BLOK TEKS →
__________________________________________________

Oleh : Fadil Abidin
Menurut penelitian para ahli, hutan bakau selain berfungsi untuk mencegah abrasi, hutan bakau juga memiliki fungsi penting menjaga derah pantai dari keganasan ombak. Hutan bakau selebar 200 meter dengan kerapatan yang memadai dapat meredam kekuatan gelombang pasang termasuk gelombang tsunami setinggi 30 meter dan mengurangi kecepatan ombak tsunami hingga 50 persen.
Tapi ironisnya, hutan bakau yang menjadi penyelamat daerah pesisir pantai dan menjaga manusia dari potensi bencana tsunami tersebut, justru sering ‘dibantai’ oleh manusia sendiri. Menurut data Kementerian Kehutanan, saat ini lebih kurang 70 persen dari 9,4 juta hektare luas mangrove (hutan bakau) di seluruh Indonesia rusak akibat masih banyaknya masyarakat yang belum paham tentang pentingnya hutan bakau dan ekosistemnya. Kini, luas hutan bakau Indonesia hanya tersisa 1,9 juta hektar dengan kondisi yang teramat kritis.
Hutan bakau selain mencegah abrasi dan mengurangi dampak gelombang tsunami, hutan bakau merupakan ekosistem yang menjadi habitat berbagai macam makhluk hidup, seperti ikan, udang, kepiting, kerang, hewan reptil, aneka jenis burung, dan lainnya. Dengan hutan bakau maka hasil tangkapan hasil laut para nelayan akan jauh lebih banyak karena ekosistemnya terjaga. Hutan bakau yang mempunyai berbagai macam jenis habitat makhluk hidup tersebut dapat dijadikan sebagai tempat kawasan wisata alam, sehingga menguntungkan penduduk sekitar.

__________________________________________________

CUPLIKAN BARIS →
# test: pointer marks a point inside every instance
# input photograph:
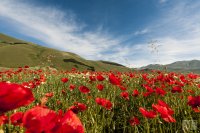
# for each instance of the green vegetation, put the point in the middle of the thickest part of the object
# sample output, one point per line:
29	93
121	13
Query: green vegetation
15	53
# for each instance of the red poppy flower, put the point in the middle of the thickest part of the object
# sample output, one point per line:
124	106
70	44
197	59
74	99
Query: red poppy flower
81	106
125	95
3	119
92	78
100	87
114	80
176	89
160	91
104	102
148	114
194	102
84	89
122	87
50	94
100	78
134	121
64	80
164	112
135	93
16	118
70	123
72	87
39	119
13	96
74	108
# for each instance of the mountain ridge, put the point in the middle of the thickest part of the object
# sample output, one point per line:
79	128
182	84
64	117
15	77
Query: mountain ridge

__________________________________________________

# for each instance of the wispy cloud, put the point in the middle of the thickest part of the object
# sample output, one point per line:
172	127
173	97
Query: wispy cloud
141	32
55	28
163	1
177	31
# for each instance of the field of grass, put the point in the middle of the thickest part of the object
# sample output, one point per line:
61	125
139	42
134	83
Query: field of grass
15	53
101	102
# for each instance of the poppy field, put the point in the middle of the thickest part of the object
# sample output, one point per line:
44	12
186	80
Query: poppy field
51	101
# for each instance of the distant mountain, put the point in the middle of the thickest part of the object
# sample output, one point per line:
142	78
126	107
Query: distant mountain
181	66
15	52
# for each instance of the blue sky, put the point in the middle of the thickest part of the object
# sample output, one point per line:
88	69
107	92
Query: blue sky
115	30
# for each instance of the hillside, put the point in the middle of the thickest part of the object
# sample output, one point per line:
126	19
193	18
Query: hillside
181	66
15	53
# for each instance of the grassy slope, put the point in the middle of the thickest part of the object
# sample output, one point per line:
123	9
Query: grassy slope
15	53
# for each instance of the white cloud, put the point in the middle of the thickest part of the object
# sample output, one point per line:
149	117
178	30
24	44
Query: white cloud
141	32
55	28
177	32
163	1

__________________________________________________

TUJUAN TUGAS 1 → Menurut teks tentang hutan bakau, hingga berapa persen hutan bakau selebar 200 meter dapat mengurangi kecepatan ombak tsunami?
TUJUAN TUGAS 2 → Lanjutkan teks tentang hutan bakau, mulai sesudah kalimat terakhirnya.

JAWABAN TERTULIS 1 → Hingga 50 persen.

JAWABAN TERTULIS 2 →
Ada kekeliruan dalam pola pikir kita. Ada beberapa pendapat bahwa akan lebih menguntungkan jika hutan bakau dikonversi (diubah) menjadi tambak. Tapi hasil penelitian Pusat Penelitian dan Pengenmabgan (Litbang) Kehutanan Kementerian Kehutanan menyebutkan, pengurangan satu hektar hutan bakau menjadi tambak akan menghasilkan 247 kg ikan/tahun, tetapi akan menyebabkan pengurangan produksi ikan tangkapan nelayan sebanyak 840 kg ikan/tahun. Coba mana yang akan kita pilih?
Gambaran tersebut menjelaskan proporsi ekonomis tertinggi dari hutan bakau apabila tetap dipertahankan sebagai kawasan yang dilindungi, daripada mengubahnya menjado tambak yang akan menurunkan produktivitas tangkapan nelayan secara keseluruhan.
Kita memang tetap membutuhkan tambak sebagai tempat produksi ikan atau udang tertentu yang perlu dibudidayakan secara berkesinambungan untuk memenuhi konsumsi masyarakat. Karena itu, pengembangan budidaya tambak harus dilakukan dengan hati-hati sehingga fungsi konservasi yang berjangka panjang dengan fungsi produktif ekonomis dalam jangka pendek dapat dipadukan, sehingga fungsi hutan bakau dapat tetap dipertahankan.
Hutan Bakau dan Pesisir
Hutan bakau (mangrove) merupakan komunitas vegetasi pantai tropis, yang didominasi oleh beberapa jenis pohon mangrove yang mampu tumbuh dan berkembang pada daerah pasang surut pantai berlumpur (Bengen, 2000).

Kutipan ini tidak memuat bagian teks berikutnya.